• PROBLEM
Give the data again exactly, without its images.

Records contained in a dataset
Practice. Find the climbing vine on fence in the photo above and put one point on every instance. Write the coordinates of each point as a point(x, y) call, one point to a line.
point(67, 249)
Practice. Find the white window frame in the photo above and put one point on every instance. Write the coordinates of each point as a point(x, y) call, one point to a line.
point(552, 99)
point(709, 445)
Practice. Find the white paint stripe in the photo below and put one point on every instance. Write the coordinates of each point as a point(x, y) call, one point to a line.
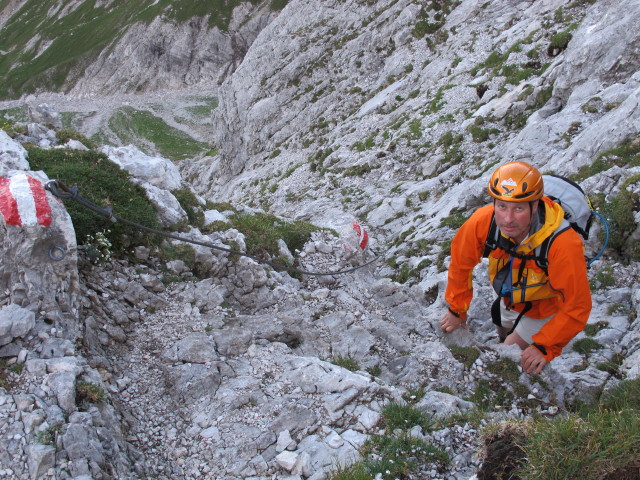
point(21, 192)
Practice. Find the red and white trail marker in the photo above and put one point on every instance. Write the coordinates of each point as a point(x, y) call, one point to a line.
point(23, 201)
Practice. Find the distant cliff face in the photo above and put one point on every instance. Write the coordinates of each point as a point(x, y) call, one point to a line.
point(361, 97)
point(98, 48)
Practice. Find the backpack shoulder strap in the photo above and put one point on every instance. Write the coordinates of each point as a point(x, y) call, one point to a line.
point(542, 251)
point(491, 243)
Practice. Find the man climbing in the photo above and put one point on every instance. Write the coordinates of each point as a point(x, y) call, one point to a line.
point(544, 298)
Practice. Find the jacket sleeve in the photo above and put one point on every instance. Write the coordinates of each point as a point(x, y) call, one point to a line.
point(466, 251)
point(568, 276)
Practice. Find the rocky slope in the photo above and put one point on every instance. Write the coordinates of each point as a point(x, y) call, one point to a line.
point(389, 112)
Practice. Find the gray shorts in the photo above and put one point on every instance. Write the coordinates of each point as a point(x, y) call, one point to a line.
point(527, 326)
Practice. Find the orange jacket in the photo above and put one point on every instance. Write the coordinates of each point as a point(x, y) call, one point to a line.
point(570, 295)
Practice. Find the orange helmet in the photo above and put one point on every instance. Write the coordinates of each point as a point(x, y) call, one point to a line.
point(516, 182)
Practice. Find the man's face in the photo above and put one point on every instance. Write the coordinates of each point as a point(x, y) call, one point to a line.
point(514, 218)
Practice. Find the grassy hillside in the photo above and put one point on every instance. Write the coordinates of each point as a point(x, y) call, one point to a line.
point(47, 48)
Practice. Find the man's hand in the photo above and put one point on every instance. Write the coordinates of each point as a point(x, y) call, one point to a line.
point(532, 360)
point(450, 322)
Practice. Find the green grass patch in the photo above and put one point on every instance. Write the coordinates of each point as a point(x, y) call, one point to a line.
point(465, 355)
point(405, 416)
point(586, 345)
point(104, 183)
point(506, 369)
point(151, 134)
point(262, 231)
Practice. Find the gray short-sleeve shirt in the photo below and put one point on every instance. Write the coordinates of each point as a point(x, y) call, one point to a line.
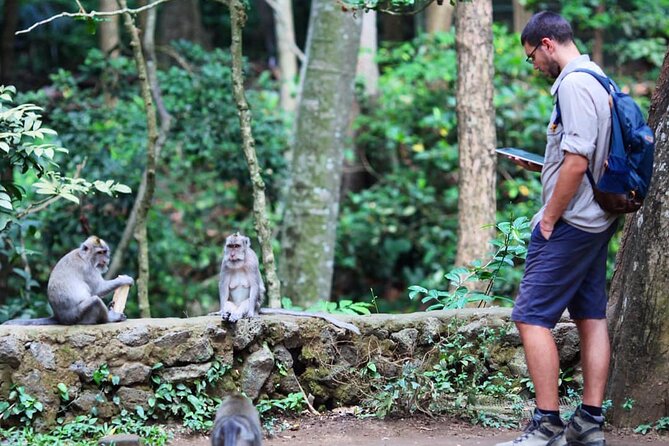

• SOLUTION TO THIS EXERCISE
Practice. Find the climbing vine on fence in the photo above and put one point on every instance. Write the coordinates of each point as a point(x, y) call, one point to a line.
point(67, 249)
Practice. Find the white window frame in the photo above and put one point on every instance. Write the coordinates of each point as a point(x, y) call, one point to a line.
point(552, 99)
point(709, 445)
Practice. Find the white paint stripe in the photo below and put one point on every instance. Write the coordinates of each point as a point(x, y) call, one point to a line.
point(21, 192)
Practice. Find the red and white trail marker in the photo above and put one point on every instance. Write the coordinates of each point as a point(x, y) call, one point to a line.
point(23, 201)
Practice. Find the distant cliff face in the photo above and put one point on every instance. Write the coordinates of each point as a point(x, y) call, one point to a line.
point(361, 97)
point(98, 48)
Practice. Find the backpack shoulder strap in the photo above and put one point on every instance. Write the coordinates of each point as a point(x, y) call, one point to a line.
point(542, 251)
point(491, 243)
Practice. Find the man climbing in the photo above and put one point on every instance. Write the coordinates of each point as a point(x, y) call, one point to a line.
point(544, 298)
Practice. Find the jacket sleeve in the photo above and put one point on every instance. Write the coordinates of each point as a point(x, y) call, one point to a line.
point(466, 251)
point(568, 276)
Practice. Find the rocky slope in the photo above and put one point on every instance. Write the coordinates of each point as a point(x, y) call, one point to a line.
point(389, 112)
Practice. Find the gray shorts in the photo above and put one point on every instance. Write the coordinates of each point as a point(x, y) call, one point to a line.
point(527, 326)
Practice. Find the orange jacket in the photo above and put one point on every instance. Write the coordinates of each point as a point(x, y) call, one point to a line.
point(570, 295)
Practice. Find the orange helmet in the photo above and put one point on every instance. Write the coordinates of each point as a point(x, y) call, one point to a line.
point(516, 182)
Practice. Find the man's face in the photo above and put one point on every instance. Write the coordinates of each point as a point(x, y) call, one point to a line.
point(514, 218)
Practice. Find the grassy hillside in the photo above and put one point on every instance. Write the coordinates of each point as a point(x, y) call, one point to a line.
point(47, 48)
Practice. Find the man's hand in the photo above and put one point on every instance. Write the coordinates of each point as a point(x, y) call, one point to a line.
point(532, 360)
point(450, 322)
Practice. Find the green grass patch in the photo above and put one point on every instance. Write the coordinates of each point as a point(x, y) call, one point to a line.
point(465, 355)
point(405, 416)
point(586, 345)
point(104, 183)
point(506, 369)
point(151, 134)
point(262, 231)
Practice. Find the gray short-sleeve shirt in the photo below and put one point on every instance. Write the coordinates of each point as a point(x, y) call, one point to a line.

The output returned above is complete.